**Metin Bölümü:**

2019-10-21

Lisanlar arasında köprü kuran kişi / 言葉に橋を架ける人

''Hobonichi''de çok güzel röportaj buldum.
Çeviri yapan arkadaşlar ve kitap okumayı seven arkadaşlar ile paylaşmak istedim ve çevirip buyara koyuyorum.
『ほぼ日』でとても素敵なインタビューを見つけました。
翻訳をしている友だち、読書が好きな友だちとシェアしたくて、翻訳してここに置きました。
****************************************************************************************************
Lisanlar arasında köprü kuran kişi
Çevirmen, Mette Holm

言葉に橋を架ける人
翻訳家 メッテ ホルム


20年間、村上春樹さんの小説を
デンマーク語に訳してきた
メッテ・ホルムさんに聞きました。
翻訳とは何か、について。
それは単に、機械がするように
言葉を別の言葉に置き換えること、
では、やっぱりなかった。
言葉と言葉の間に、
みんなが渡れる橋を架けるような、
一枚の布を織るような営みでした。
メッテさんが愛してやまない
村上さんの小説のことについても、
いろいろと、うかがいましたよ。
担当は「ほぼ日」奥野です。


20 yıldır Haruki Murakami’nin eserlerini 
Danimarkacaya çeviren 
Bayan Mette Holm’a sordu:
Çeviri nedir diye. 
Çeviri sadece makine gibi 
bir lisan başka bir lisana yerleştirmek… 
değil tabi.
Lisanlar arasında köprü kurmak gibi,
bir kumaş dokumak gibi bir işlemdir.
Bayan Mette’nin daima sevdiği 
Haruki Murakami’nin eserleri hakkında da
çeşit çeşit sorular sorduk.
Üstleyen: ''Hobonichi!!'' ekibinden Okuno


その人の「音」を探している
Şu yazarın melodisini arıyorum


── メッテさんを追ったドキュメンタリーを拝見したんですが、村上春樹さんの小説を翻訳するに際して、どの言葉を選んだらよいか、徹底的に突き詰めている姿に驚きました。

**Verilen Yönerge:**
Mette Holm röportajını tanıtan metinde, paylaşan kişinin röportajı çevirip buraya koymasının nedenini metne dayanarak açıklayın. Sonraki satırların bu çalışmayla hiçbir ilgisi yoktur.

**Sağlanan Bilgiler:**
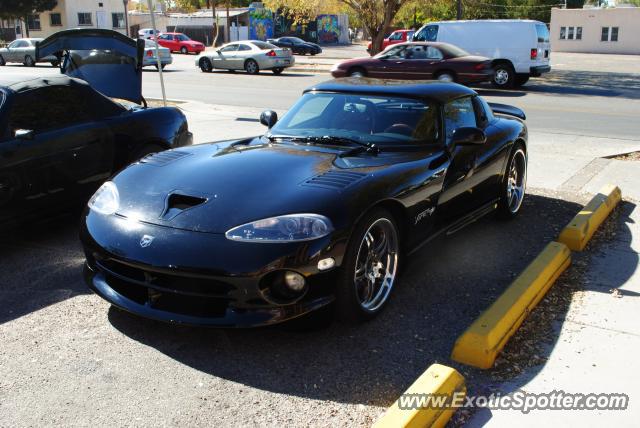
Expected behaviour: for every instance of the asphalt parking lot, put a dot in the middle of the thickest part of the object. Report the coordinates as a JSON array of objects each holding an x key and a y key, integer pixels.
[{"x": 68, "y": 358}]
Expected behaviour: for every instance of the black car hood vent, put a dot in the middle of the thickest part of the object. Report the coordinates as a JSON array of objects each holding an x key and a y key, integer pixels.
[
  {"x": 177, "y": 203},
  {"x": 335, "y": 179},
  {"x": 163, "y": 158}
]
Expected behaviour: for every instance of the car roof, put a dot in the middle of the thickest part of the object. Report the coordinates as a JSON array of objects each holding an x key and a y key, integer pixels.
[
  {"x": 438, "y": 91},
  {"x": 41, "y": 82}
]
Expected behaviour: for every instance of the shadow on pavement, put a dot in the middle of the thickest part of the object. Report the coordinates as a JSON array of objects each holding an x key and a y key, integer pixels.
[{"x": 443, "y": 289}]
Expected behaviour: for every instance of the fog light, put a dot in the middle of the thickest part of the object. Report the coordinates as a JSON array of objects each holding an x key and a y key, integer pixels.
[
  {"x": 294, "y": 281},
  {"x": 325, "y": 264}
]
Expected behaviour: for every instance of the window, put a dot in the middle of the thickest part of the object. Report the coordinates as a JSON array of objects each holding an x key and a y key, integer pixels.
[
  {"x": 614, "y": 34},
  {"x": 41, "y": 110},
  {"x": 84, "y": 18},
  {"x": 459, "y": 113},
  {"x": 33, "y": 22},
  {"x": 117, "y": 20},
  {"x": 55, "y": 20},
  {"x": 427, "y": 34}
]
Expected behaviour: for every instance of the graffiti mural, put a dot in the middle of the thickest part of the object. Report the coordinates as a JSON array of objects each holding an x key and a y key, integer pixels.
[
  {"x": 328, "y": 29},
  {"x": 260, "y": 24}
]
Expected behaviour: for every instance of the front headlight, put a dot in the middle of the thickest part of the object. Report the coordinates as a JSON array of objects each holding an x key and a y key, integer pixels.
[
  {"x": 285, "y": 228},
  {"x": 106, "y": 200}
]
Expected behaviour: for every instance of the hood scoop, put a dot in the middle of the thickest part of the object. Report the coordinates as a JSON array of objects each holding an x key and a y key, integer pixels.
[
  {"x": 334, "y": 179},
  {"x": 177, "y": 203},
  {"x": 163, "y": 158}
]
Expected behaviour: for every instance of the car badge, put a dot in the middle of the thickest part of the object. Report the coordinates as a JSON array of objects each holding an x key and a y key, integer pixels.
[{"x": 146, "y": 240}]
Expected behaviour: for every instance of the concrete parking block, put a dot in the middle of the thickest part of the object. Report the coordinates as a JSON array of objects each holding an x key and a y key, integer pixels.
[
  {"x": 481, "y": 343},
  {"x": 438, "y": 381}
]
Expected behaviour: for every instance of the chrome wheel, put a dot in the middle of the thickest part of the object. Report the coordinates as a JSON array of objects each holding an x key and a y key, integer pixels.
[
  {"x": 516, "y": 181},
  {"x": 376, "y": 265},
  {"x": 501, "y": 76}
]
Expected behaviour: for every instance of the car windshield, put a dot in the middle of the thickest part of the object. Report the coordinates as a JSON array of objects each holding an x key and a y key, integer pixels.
[
  {"x": 378, "y": 119},
  {"x": 454, "y": 51}
]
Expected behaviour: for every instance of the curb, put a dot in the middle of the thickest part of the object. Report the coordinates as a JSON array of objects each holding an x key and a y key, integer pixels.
[
  {"x": 579, "y": 231},
  {"x": 481, "y": 343},
  {"x": 436, "y": 381}
]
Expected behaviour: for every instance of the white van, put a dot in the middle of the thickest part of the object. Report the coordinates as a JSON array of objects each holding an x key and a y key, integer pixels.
[{"x": 519, "y": 48}]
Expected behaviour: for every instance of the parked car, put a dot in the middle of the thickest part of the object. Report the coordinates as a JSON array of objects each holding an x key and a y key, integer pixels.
[
  {"x": 398, "y": 36},
  {"x": 61, "y": 138},
  {"x": 519, "y": 48},
  {"x": 421, "y": 61},
  {"x": 319, "y": 211},
  {"x": 297, "y": 45},
  {"x": 178, "y": 42},
  {"x": 249, "y": 55},
  {"x": 24, "y": 51},
  {"x": 150, "y": 58},
  {"x": 148, "y": 33}
]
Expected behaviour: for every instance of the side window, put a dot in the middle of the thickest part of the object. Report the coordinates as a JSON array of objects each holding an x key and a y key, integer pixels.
[
  {"x": 42, "y": 109},
  {"x": 459, "y": 113},
  {"x": 434, "y": 53}
]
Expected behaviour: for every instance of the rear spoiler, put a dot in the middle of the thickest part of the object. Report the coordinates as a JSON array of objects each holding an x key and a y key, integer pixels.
[{"x": 508, "y": 110}]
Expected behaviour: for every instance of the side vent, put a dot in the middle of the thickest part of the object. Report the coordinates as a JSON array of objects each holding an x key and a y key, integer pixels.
[
  {"x": 177, "y": 203},
  {"x": 163, "y": 158},
  {"x": 334, "y": 179}
]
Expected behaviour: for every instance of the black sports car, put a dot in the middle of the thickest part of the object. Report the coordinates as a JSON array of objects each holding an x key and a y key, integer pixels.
[
  {"x": 321, "y": 209},
  {"x": 297, "y": 45},
  {"x": 60, "y": 138}
]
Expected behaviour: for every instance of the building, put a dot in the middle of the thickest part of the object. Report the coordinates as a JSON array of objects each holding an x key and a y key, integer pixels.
[
  {"x": 595, "y": 30},
  {"x": 109, "y": 14}
]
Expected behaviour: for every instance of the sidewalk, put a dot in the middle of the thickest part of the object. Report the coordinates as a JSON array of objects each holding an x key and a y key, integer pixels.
[{"x": 596, "y": 350}]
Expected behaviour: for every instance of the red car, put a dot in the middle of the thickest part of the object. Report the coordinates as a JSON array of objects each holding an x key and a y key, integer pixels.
[
  {"x": 420, "y": 61},
  {"x": 398, "y": 36},
  {"x": 178, "y": 42}
]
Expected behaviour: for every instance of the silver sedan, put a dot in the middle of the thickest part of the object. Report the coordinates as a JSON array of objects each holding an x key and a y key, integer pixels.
[
  {"x": 24, "y": 51},
  {"x": 149, "y": 57},
  {"x": 249, "y": 55}
]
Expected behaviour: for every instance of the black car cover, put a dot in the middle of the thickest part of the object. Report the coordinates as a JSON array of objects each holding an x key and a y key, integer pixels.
[{"x": 109, "y": 61}]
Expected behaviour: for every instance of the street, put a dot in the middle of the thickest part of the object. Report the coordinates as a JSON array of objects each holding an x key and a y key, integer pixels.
[{"x": 68, "y": 358}]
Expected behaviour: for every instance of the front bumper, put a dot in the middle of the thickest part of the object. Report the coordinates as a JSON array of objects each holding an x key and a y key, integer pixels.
[
  {"x": 538, "y": 70},
  {"x": 200, "y": 278}
]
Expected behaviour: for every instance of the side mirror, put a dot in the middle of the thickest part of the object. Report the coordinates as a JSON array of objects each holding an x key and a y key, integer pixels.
[
  {"x": 268, "y": 118},
  {"x": 24, "y": 134},
  {"x": 467, "y": 136}
]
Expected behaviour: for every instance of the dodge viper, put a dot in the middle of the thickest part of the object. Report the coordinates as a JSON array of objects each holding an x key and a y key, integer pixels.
[
  {"x": 61, "y": 137},
  {"x": 320, "y": 211}
]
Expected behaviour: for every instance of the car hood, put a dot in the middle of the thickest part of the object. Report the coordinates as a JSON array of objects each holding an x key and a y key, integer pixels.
[
  {"x": 214, "y": 187},
  {"x": 109, "y": 61}
]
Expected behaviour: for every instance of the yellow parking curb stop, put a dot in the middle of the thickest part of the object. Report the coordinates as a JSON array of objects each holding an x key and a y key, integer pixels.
[
  {"x": 579, "y": 231},
  {"x": 420, "y": 405},
  {"x": 480, "y": 344}
]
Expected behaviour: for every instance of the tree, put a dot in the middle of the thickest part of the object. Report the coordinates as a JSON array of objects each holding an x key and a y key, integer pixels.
[
  {"x": 21, "y": 9},
  {"x": 377, "y": 17}
]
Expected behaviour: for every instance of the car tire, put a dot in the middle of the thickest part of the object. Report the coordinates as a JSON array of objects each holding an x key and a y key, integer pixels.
[
  {"x": 251, "y": 66},
  {"x": 205, "y": 65},
  {"x": 503, "y": 76},
  {"x": 144, "y": 150},
  {"x": 446, "y": 77},
  {"x": 521, "y": 79},
  {"x": 514, "y": 184},
  {"x": 374, "y": 251},
  {"x": 357, "y": 72}
]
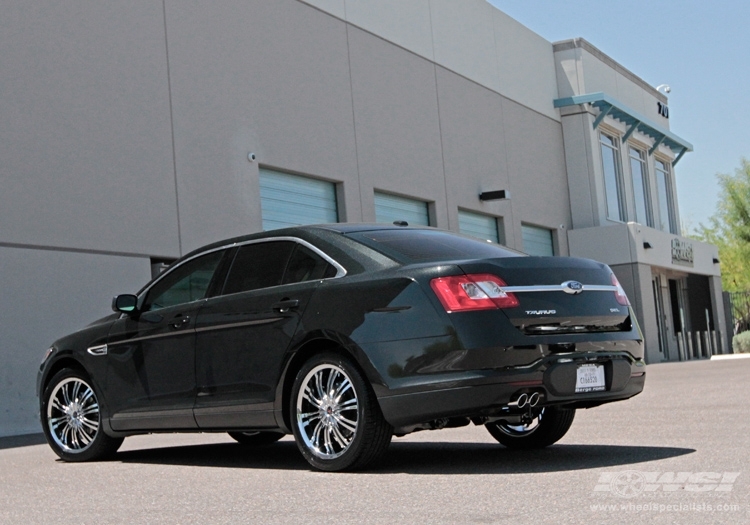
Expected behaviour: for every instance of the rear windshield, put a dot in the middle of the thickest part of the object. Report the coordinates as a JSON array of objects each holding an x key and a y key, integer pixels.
[{"x": 413, "y": 246}]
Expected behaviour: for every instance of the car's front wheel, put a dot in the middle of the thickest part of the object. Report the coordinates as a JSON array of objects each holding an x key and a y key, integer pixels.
[
  {"x": 336, "y": 418},
  {"x": 72, "y": 420},
  {"x": 548, "y": 427}
]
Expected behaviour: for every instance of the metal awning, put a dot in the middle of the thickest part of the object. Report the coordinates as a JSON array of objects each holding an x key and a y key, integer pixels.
[{"x": 608, "y": 106}]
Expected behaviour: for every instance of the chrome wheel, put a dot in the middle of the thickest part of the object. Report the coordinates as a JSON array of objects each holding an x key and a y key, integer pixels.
[
  {"x": 73, "y": 415},
  {"x": 327, "y": 411}
]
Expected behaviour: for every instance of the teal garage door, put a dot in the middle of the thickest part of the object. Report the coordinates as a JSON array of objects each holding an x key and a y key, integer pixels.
[{"x": 293, "y": 200}]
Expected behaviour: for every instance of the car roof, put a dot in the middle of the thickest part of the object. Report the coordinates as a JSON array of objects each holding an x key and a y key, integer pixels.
[{"x": 341, "y": 227}]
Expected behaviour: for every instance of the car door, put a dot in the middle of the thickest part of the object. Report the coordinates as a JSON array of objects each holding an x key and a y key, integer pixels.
[
  {"x": 243, "y": 335},
  {"x": 150, "y": 380}
]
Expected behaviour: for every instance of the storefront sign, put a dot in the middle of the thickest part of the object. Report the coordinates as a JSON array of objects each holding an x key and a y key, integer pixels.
[{"x": 682, "y": 252}]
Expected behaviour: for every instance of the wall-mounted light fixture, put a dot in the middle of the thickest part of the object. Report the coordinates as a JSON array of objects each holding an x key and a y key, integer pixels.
[{"x": 494, "y": 195}]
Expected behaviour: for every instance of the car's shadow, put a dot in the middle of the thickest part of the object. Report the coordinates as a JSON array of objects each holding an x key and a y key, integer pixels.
[{"x": 415, "y": 457}]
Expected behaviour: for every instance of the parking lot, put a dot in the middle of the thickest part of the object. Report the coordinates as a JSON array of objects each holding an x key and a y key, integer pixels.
[{"x": 678, "y": 453}]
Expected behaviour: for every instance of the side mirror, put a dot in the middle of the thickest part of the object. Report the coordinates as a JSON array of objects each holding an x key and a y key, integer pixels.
[{"x": 125, "y": 303}]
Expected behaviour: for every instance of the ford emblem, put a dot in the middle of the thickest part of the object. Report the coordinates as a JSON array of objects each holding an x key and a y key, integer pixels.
[{"x": 572, "y": 287}]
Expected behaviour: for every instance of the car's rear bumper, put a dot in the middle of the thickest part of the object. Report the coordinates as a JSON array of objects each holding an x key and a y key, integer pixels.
[{"x": 488, "y": 393}]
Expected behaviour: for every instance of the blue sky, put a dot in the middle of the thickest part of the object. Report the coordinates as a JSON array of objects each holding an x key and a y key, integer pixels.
[{"x": 701, "y": 49}]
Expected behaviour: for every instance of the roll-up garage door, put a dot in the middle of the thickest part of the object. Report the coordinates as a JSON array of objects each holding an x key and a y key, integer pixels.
[
  {"x": 292, "y": 200},
  {"x": 537, "y": 241},
  {"x": 478, "y": 225},
  {"x": 389, "y": 208}
]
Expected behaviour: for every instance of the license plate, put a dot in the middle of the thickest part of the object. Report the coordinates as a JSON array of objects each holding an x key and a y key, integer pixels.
[{"x": 590, "y": 378}]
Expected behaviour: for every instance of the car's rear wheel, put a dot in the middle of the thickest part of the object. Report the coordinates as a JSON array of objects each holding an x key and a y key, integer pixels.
[
  {"x": 336, "y": 418},
  {"x": 256, "y": 439},
  {"x": 72, "y": 420},
  {"x": 548, "y": 427}
]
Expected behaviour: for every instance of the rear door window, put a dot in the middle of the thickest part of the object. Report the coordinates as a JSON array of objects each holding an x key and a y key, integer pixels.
[
  {"x": 258, "y": 265},
  {"x": 188, "y": 282}
]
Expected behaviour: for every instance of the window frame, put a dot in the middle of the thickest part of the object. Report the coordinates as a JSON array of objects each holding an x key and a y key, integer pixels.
[
  {"x": 669, "y": 194},
  {"x": 641, "y": 157},
  {"x": 622, "y": 211}
]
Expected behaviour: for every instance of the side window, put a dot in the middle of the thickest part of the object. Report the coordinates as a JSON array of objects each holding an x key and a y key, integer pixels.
[
  {"x": 258, "y": 265},
  {"x": 187, "y": 283},
  {"x": 306, "y": 265}
]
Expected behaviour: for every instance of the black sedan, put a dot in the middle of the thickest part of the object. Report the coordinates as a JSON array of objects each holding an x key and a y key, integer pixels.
[{"x": 346, "y": 335}]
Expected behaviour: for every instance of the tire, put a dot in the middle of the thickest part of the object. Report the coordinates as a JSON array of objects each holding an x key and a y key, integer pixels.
[
  {"x": 336, "y": 418},
  {"x": 72, "y": 420},
  {"x": 548, "y": 427},
  {"x": 256, "y": 439}
]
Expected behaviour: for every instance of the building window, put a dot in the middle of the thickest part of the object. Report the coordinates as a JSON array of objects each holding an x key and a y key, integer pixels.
[
  {"x": 478, "y": 225},
  {"x": 390, "y": 208},
  {"x": 639, "y": 173},
  {"x": 291, "y": 200},
  {"x": 667, "y": 219},
  {"x": 612, "y": 178},
  {"x": 537, "y": 241}
]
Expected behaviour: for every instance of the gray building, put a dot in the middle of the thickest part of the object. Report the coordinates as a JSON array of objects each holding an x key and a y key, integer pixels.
[{"x": 132, "y": 133}]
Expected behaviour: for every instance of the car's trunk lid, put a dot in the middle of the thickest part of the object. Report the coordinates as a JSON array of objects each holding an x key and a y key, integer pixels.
[{"x": 557, "y": 294}]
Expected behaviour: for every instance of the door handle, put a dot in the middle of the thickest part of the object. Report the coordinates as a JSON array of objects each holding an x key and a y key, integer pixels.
[
  {"x": 285, "y": 305},
  {"x": 179, "y": 322}
]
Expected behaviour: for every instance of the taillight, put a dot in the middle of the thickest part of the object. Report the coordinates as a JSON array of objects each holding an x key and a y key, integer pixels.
[
  {"x": 620, "y": 292},
  {"x": 461, "y": 293}
]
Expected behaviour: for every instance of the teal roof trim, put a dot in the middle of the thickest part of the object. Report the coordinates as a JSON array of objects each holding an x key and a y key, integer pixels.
[{"x": 608, "y": 106}]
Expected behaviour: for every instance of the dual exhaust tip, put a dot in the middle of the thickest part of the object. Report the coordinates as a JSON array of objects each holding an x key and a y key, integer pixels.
[{"x": 524, "y": 400}]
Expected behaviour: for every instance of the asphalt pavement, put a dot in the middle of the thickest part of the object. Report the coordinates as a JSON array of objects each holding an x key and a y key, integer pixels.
[{"x": 677, "y": 453}]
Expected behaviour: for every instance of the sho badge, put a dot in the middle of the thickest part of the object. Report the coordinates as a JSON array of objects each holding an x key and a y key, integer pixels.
[{"x": 572, "y": 287}]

**Yanıt Olarak:**
Paylaşan kişi, ''Hobonichi''de çok güzel bir röportaj bulmuştur. Bu röportajı çeviri yapan arkadaşları ve kitap okumayı seven arkadaşlarıyla paylaşmak istediği için onu çevirip buraya koymuştur.